▸ **INSTRUCTIONS FOR THE TASK**: An exact copy of the data is required. No picture may appear in it.

Stored data entries:

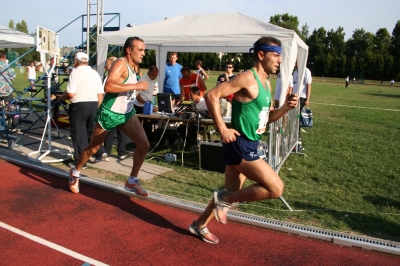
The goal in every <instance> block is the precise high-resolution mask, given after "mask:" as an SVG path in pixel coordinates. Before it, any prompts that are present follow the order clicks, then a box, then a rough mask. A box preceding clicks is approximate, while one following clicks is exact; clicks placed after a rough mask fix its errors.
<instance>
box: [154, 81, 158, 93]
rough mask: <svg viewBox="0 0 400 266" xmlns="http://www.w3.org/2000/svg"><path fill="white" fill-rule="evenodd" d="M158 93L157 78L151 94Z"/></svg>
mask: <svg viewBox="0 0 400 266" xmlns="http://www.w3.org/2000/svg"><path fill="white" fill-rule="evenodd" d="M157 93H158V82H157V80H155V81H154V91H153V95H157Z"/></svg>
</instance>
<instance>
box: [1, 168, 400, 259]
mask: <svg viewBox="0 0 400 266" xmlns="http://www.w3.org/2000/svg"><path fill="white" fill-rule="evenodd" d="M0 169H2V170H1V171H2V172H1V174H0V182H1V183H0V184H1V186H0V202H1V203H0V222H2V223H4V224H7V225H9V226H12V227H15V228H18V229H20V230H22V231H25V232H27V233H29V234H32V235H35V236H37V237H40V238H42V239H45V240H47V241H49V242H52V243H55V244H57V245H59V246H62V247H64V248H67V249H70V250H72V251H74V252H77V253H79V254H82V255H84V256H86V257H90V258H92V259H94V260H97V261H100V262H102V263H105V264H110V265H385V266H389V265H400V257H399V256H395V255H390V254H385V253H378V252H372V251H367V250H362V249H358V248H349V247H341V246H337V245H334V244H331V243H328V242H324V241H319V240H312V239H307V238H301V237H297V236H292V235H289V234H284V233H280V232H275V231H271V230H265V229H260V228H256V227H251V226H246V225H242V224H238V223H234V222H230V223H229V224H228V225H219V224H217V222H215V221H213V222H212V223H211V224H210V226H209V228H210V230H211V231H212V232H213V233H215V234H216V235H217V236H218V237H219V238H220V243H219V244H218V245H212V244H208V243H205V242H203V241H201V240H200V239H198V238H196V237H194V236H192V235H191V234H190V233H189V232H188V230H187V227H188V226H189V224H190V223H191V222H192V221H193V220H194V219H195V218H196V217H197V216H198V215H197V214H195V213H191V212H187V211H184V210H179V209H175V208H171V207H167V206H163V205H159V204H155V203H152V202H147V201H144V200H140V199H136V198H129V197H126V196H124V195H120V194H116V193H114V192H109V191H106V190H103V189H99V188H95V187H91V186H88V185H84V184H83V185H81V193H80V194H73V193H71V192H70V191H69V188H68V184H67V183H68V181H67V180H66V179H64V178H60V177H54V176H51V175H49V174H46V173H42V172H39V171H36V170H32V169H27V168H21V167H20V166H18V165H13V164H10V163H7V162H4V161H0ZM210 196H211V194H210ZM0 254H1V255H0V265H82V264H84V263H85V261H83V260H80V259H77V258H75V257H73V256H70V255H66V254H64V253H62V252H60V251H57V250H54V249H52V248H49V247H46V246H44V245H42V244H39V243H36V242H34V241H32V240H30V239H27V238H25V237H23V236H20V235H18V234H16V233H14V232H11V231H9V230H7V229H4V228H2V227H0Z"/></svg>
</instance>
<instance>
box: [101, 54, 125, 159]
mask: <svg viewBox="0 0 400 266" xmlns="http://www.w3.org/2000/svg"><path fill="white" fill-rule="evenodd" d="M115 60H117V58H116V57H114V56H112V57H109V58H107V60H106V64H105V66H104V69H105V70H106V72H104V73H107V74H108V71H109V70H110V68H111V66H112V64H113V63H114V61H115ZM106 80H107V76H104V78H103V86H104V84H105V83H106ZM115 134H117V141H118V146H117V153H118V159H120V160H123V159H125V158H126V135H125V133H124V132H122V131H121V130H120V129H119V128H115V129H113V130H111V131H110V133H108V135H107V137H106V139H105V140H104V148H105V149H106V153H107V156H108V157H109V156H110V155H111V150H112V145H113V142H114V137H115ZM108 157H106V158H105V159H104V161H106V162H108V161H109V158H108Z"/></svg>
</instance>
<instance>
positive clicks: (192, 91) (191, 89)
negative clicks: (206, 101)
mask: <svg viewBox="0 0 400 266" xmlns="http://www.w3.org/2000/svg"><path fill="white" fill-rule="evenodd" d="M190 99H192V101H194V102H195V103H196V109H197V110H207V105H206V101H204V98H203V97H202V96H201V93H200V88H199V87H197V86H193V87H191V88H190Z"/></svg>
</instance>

▸ **WRITTEN ANSWER**:
The goal in every <instance> block is the precise high-resolution mask, given after "mask:" as an SVG path in pixel coordinates. Before it, any prompts that are present follow the order clicks, then a box, then a rough mask. A box preceding clicks is approximate, while one following clicks is exact; clicks placed after a rough mask fix its errors.
<instance>
box: [154, 81, 158, 93]
rough mask: <svg viewBox="0 0 400 266" xmlns="http://www.w3.org/2000/svg"><path fill="white" fill-rule="evenodd" d="M158 93L157 78L151 94Z"/></svg>
mask: <svg viewBox="0 0 400 266" xmlns="http://www.w3.org/2000/svg"><path fill="white" fill-rule="evenodd" d="M157 93H158V82H157V80H155V81H154V91H153V95H157Z"/></svg>
</instance>
<instance>
box: [1, 168, 400, 259]
mask: <svg viewBox="0 0 400 266" xmlns="http://www.w3.org/2000/svg"><path fill="white" fill-rule="evenodd" d="M0 169H2V170H1V171H2V172H1V174H0V182H1V183H0V184H1V186H0V202H1V203H0V222H2V223H4V224H7V225H9V226H12V227H15V228H18V229H20V230H22V231H25V232H27V233H29V234H32V235H35V236H37V237H40V238H42V239H45V240H47V241H49V242H52V243H55V244H57V245H59V246H62V247H64V248H67V249H70V250H72V251H74V252H77V253H79V254H82V255H84V256H86V257H90V258H92V259H94V260H97V261H100V262H102V263H105V264H110V265H385V266H389V265H400V257H399V256H395V255H390V254H385V253H378V252H372V251H367V250H362V249H358V248H349V247H341V246H337V245H334V244H331V243H328V242H324V241H319V240H312V239H307V238H301V237H297V236H292V235H289V234H284V233H280V232H275V231H271V230H265V229H260V228H256V227H251V226H246V225H242V224H238V223H234V222H230V223H229V224H228V225H219V224H217V222H215V221H213V222H212V223H211V224H210V226H209V228H210V230H211V231H212V232H213V233H215V234H216V235H217V236H218V237H219V238H220V243H219V244H218V245H212V244H208V243H205V242H203V241H201V240H200V239H198V238H196V237H194V236H192V235H191V234H190V233H189V232H188V230H187V227H188V226H189V224H190V223H191V222H192V221H193V220H194V219H195V218H196V217H197V216H198V215H197V214H195V213H191V212H187V211H184V210H179V209H175V208H171V207H167V206H163V205H159V204H155V203H152V202H147V201H144V200H140V199H136V198H129V197H126V196H124V195H120V194H116V193H114V192H109V191H106V190H103V189H99V188H95V187H91V186H88V185H84V184H83V185H81V193H80V194H73V193H71V192H70V191H69V188H68V184H67V183H68V181H67V180H66V179H64V178H60V177H54V176H51V175H49V174H46V173H42V172H39V171H36V170H32V169H27V168H21V167H20V166H18V165H13V164H10V163H7V162H4V161H0ZM210 196H211V194H210ZM0 254H1V255H0V265H82V264H84V263H85V261H83V260H80V259H77V258H75V257H73V256H70V255H66V254H64V253H62V252H60V251H57V250H54V249H52V248H49V247H46V246H44V245H42V244H39V243H36V242H34V241H32V240H30V239H27V238H25V237H23V236H20V235H18V234H16V233H14V232H11V231H9V230H7V229H4V228H2V227H0Z"/></svg>
</instance>
<instance>
box: [101, 54, 125, 159]
mask: <svg viewBox="0 0 400 266" xmlns="http://www.w3.org/2000/svg"><path fill="white" fill-rule="evenodd" d="M115 60H117V58H116V57H114V56H112V57H109V58H107V60H106V64H105V66H104V69H105V70H106V72H104V73H107V74H108V71H109V70H110V68H111V66H112V64H113V63H114V61H115ZM106 80H107V76H104V78H103V86H104V84H105V83H106ZM115 134H117V141H118V146H117V153H118V159H120V160H123V159H125V158H126V135H125V133H124V132H122V131H121V130H120V129H119V128H115V129H113V130H111V131H110V133H108V135H107V137H106V139H105V140H104V148H105V149H106V153H107V156H108V157H109V156H110V155H111V150H112V145H113V142H114V137H115ZM108 157H106V158H105V159H104V161H106V162H108V161H109V158H108Z"/></svg>
</instance>
<instance>
positive clicks: (192, 91) (191, 89)
negative clicks: (206, 101)
mask: <svg viewBox="0 0 400 266" xmlns="http://www.w3.org/2000/svg"><path fill="white" fill-rule="evenodd" d="M190 99H192V101H194V102H195V103H196V109H197V110H207V105H206V101H204V98H203V97H202V96H201V93H200V88H199V87H197V86H193V87H191V88H190Z"/></svg>
</instance>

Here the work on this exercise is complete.